▶ **Exercise requirements**: Your answer must be the lines from the first one in the material through the line with "Mark the tree trunk.", retyped exactly and with no pictures.

▶ **Supplied material**:
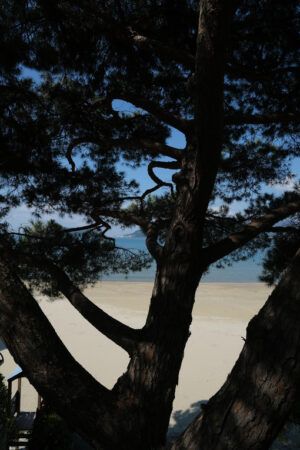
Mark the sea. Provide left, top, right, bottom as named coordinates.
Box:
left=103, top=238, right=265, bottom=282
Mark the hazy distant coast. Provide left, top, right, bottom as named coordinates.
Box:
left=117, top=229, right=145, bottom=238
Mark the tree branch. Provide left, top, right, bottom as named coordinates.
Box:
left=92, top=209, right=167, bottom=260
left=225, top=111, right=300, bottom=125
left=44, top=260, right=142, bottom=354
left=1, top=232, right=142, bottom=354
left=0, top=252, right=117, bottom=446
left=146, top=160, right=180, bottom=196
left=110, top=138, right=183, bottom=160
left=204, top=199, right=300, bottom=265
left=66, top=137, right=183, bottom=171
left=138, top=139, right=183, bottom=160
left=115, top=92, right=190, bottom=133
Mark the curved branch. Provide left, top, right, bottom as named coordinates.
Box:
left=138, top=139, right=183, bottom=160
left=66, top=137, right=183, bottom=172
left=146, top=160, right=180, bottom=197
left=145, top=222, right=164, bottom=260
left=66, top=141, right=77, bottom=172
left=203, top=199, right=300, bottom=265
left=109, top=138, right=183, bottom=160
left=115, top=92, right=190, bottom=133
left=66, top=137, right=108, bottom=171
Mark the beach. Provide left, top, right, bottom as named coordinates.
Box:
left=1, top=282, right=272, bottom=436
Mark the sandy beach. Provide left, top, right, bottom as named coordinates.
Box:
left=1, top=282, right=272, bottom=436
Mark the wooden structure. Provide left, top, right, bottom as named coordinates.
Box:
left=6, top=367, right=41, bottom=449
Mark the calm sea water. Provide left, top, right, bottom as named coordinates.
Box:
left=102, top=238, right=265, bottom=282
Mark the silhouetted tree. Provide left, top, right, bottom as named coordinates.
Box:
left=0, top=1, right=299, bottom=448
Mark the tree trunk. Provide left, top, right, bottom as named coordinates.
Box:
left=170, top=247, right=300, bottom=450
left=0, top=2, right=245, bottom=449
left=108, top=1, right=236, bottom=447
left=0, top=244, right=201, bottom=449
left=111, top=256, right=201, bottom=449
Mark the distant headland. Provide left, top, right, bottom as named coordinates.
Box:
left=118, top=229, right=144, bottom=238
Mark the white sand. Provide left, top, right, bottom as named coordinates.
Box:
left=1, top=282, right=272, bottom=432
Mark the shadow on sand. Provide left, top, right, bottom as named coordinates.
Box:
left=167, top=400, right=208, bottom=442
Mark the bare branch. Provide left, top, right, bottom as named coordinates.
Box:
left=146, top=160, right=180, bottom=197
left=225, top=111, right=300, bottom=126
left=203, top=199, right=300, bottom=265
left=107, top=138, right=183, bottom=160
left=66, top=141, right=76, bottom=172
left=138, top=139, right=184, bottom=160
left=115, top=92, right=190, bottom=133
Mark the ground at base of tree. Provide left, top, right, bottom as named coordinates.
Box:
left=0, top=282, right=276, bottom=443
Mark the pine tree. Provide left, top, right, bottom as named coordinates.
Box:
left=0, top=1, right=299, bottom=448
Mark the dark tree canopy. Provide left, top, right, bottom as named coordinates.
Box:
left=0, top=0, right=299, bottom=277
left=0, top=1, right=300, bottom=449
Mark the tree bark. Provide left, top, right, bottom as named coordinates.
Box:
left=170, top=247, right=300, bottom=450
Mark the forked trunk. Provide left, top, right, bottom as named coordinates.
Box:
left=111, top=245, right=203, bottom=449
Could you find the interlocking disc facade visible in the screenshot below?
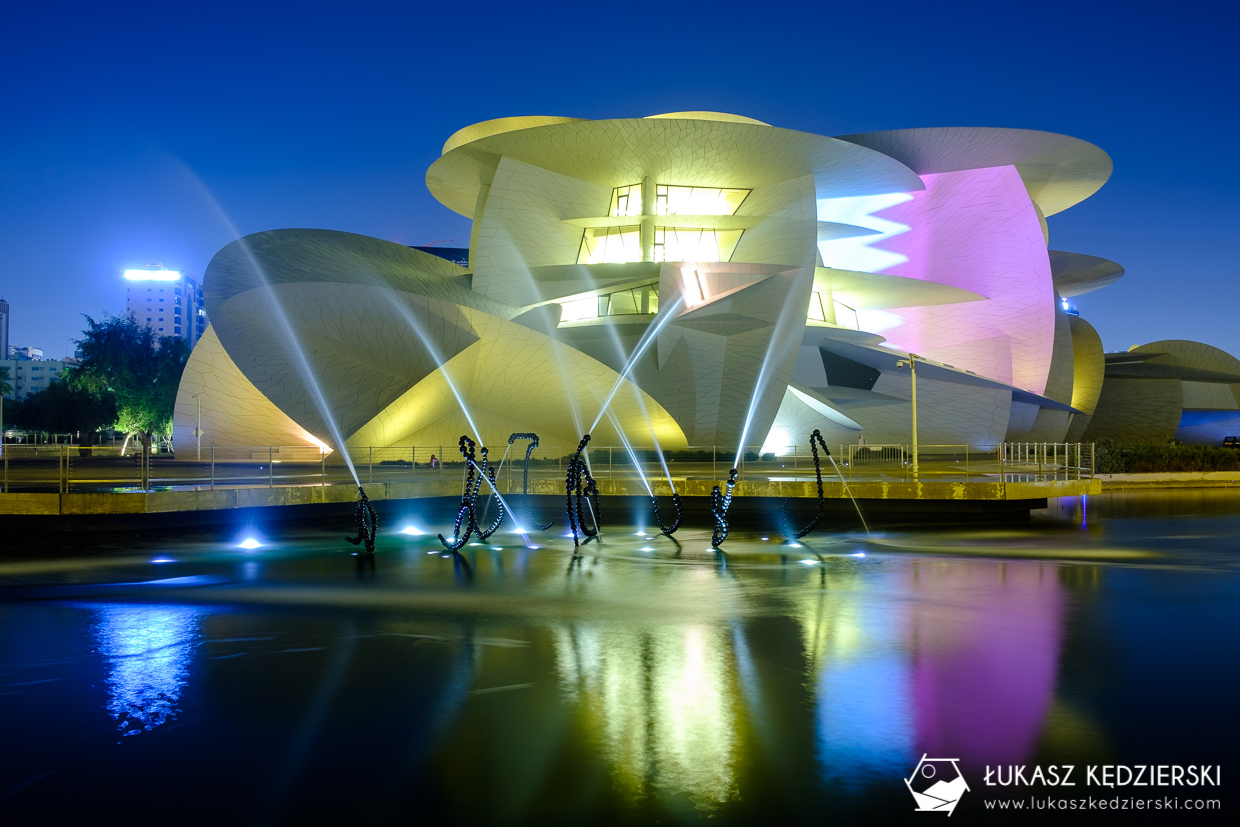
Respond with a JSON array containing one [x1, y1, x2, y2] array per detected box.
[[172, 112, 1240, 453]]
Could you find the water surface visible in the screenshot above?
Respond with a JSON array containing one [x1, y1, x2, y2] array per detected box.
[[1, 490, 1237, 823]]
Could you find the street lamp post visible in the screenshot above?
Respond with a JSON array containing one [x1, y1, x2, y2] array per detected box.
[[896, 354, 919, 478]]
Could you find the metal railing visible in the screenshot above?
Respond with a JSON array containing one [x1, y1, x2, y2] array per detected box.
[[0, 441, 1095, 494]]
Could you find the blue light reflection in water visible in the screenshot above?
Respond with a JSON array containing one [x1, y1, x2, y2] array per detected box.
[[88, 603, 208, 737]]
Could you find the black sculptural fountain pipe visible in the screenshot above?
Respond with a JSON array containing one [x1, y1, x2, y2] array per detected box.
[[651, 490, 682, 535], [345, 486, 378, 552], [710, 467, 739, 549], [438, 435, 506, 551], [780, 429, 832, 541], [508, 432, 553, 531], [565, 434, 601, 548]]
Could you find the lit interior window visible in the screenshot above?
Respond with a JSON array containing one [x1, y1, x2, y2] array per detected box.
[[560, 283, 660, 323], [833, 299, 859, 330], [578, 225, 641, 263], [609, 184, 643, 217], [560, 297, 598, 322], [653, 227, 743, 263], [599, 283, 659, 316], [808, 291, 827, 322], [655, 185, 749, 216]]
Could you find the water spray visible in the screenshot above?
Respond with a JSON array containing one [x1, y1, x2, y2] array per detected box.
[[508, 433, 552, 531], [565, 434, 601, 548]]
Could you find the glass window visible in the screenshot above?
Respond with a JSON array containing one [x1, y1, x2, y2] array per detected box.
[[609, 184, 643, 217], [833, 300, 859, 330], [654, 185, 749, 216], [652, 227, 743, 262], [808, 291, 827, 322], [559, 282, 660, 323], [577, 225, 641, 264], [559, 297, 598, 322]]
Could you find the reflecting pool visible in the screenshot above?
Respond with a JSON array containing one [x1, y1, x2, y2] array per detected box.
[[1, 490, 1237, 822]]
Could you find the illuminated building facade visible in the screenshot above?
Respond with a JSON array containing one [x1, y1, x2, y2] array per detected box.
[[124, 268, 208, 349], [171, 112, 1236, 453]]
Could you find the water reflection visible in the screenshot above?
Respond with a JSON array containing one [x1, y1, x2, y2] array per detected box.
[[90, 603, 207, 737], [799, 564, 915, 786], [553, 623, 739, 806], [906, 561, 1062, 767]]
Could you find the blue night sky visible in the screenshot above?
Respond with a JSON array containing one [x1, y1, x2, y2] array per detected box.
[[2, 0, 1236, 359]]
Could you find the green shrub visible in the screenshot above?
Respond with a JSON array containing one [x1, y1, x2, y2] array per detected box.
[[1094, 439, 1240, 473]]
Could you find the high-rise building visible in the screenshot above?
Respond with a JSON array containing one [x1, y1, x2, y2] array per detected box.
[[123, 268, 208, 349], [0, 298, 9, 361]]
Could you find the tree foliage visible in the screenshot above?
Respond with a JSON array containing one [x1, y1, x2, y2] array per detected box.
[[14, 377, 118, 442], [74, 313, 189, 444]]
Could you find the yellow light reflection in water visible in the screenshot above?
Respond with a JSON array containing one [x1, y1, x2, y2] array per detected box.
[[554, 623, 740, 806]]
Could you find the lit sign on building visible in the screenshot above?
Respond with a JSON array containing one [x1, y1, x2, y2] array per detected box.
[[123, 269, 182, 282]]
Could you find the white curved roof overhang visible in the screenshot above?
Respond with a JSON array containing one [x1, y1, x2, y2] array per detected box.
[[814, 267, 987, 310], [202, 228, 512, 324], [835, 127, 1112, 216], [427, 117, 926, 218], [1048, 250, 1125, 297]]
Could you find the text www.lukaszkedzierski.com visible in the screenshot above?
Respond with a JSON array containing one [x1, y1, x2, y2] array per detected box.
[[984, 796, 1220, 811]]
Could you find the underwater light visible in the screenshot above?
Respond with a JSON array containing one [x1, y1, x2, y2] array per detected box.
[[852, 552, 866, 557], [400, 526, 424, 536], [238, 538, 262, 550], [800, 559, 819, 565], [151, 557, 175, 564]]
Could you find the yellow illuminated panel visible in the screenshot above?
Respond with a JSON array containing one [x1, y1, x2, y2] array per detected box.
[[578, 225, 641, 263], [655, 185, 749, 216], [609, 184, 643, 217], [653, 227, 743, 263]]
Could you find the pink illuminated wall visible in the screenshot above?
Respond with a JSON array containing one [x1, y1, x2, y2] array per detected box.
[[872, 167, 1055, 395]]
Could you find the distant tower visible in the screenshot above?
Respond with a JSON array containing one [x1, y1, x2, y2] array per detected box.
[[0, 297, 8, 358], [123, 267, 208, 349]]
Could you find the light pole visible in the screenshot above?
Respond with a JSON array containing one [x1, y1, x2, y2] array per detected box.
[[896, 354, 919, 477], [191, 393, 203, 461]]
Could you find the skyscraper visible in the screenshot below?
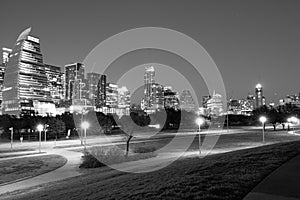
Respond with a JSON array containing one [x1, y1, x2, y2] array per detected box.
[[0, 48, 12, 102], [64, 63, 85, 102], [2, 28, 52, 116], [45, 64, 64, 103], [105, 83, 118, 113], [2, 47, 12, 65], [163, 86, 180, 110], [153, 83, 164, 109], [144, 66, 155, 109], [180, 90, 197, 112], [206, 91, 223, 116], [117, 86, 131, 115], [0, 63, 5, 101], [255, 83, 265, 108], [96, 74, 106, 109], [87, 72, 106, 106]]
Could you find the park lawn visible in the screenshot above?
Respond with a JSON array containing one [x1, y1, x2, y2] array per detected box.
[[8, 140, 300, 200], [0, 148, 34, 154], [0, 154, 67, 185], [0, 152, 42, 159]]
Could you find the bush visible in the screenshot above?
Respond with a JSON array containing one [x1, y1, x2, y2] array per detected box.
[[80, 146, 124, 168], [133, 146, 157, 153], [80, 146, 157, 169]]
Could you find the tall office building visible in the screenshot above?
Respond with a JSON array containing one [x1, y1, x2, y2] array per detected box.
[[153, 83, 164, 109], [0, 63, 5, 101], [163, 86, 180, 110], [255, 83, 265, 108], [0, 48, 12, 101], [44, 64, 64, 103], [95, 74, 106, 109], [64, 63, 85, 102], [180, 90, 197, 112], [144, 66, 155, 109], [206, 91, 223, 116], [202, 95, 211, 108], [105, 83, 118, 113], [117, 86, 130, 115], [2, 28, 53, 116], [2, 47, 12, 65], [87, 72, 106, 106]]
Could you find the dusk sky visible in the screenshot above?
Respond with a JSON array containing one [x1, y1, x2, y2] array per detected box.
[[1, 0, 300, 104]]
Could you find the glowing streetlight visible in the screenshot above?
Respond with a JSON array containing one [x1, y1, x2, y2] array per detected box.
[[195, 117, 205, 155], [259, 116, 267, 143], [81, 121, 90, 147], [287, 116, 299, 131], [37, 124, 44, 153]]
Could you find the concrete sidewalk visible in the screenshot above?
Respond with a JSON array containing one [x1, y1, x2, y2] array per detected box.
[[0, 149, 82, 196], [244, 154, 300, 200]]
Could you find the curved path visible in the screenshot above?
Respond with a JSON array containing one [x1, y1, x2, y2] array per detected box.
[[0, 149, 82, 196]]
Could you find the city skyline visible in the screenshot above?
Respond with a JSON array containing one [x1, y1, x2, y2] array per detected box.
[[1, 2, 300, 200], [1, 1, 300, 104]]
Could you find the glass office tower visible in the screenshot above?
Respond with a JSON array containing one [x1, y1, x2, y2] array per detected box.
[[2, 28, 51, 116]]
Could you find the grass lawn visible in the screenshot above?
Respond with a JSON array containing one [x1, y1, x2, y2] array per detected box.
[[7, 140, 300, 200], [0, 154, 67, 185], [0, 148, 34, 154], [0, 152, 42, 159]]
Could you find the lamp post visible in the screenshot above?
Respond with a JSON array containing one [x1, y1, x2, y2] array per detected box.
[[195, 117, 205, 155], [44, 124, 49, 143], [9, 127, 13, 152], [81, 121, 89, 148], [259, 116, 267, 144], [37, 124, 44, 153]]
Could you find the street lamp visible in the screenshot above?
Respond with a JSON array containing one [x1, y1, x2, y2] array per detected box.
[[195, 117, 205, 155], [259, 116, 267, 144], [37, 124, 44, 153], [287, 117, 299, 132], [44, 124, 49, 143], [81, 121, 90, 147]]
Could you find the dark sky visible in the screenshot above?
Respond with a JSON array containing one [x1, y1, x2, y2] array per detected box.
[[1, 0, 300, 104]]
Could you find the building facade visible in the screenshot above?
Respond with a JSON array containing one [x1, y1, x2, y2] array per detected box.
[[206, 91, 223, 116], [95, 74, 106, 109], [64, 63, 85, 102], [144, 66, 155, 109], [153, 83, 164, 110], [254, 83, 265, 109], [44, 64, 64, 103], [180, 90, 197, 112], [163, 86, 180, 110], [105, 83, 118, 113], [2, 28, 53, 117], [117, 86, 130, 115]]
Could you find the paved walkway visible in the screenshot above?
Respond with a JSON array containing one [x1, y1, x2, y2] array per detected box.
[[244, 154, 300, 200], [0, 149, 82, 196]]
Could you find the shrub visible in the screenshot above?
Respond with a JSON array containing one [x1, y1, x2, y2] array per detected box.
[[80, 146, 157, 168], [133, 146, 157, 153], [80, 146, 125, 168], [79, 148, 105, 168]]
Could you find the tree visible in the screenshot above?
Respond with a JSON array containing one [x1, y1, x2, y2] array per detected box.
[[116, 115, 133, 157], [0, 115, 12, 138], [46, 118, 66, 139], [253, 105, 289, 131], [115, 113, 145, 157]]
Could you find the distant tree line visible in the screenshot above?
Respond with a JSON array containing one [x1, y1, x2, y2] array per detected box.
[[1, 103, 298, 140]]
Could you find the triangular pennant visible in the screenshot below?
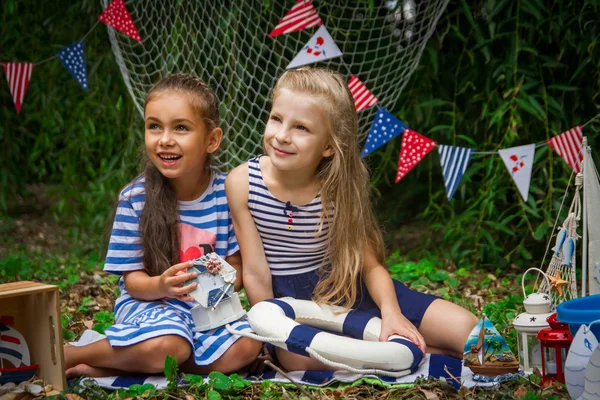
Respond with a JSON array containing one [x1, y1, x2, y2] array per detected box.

▶ **Solution to the exercise**:
Mark the sea. Provide left, top, right, bottom as named coordinates.
Box:
left=103, top=238, right=265, bottom=282
Mark the hazy distant coast. Provide left, top, right, bottom as named coordinates.
Box:
left=117, top=229, right=145, bottom=238
Mark the tree branch. Provide left, top, right, bottom as named coordinates.
Box:
left=92, top=209, right=167, bottom=260
left=225, top=111, right=300, bottom=125
left=44, top=260, right=142, bottom=354
left=1, top=232, right=142, bottom=354
left=0, top=252, right=117, bottom=446
left=146, top=160, right=180, bottom=196
left=110, top=138, right=183, bottom=160
left=204, top=199, right=300, bottom=265
left=66, top=137, right=183, bottom=171
left=138, top=139, right=183, bottom=160
left=115, top=92, right=190, bottom=133
Mark the curved branch. Provide left, top, right, bottom as named coordinates.
Box:
left=138, top=139, right=183, bottom=160
left=66, top=137, right=183, bottom=172
left=146, top=160, right=180, bottom=197
left=145, top=222, right=164, bottom=260
left=66, top=141, right=77, bottom=172
left=203, top=199, right=300, bottom=265
left=109, top=138, right=183, bottom=160
left=115, top=92, right=190, bottom=133
left=66, top=137, right=108, bottom=171
Mark the beach. Provide left, top, right, bottom as named coordinates.
Box:
left=1, top=282, right=272, bottom=436
Mark the sandy beach. Provide left, top, right, bottom as named coordinates.
Box:
left=1, top=282, right=272, bottom=436
Mark the wooden structure. Provide left, top, right, bottom as named coordinates.
Box:
left=6, top=367, right=41, bottom=449
Mark the calm sea water. Provide left, top, right, bottom as named coordinates.
Box:
left=102, top=238, right=265, bottom=282
Mark the silhouetted tree. Provide left, top, right, bottom as named coordinates.
Box:
left=0, top=1, right=299, bottom=448
Mark the tree trunk. Provide left, top, right, bottom as named coordinates.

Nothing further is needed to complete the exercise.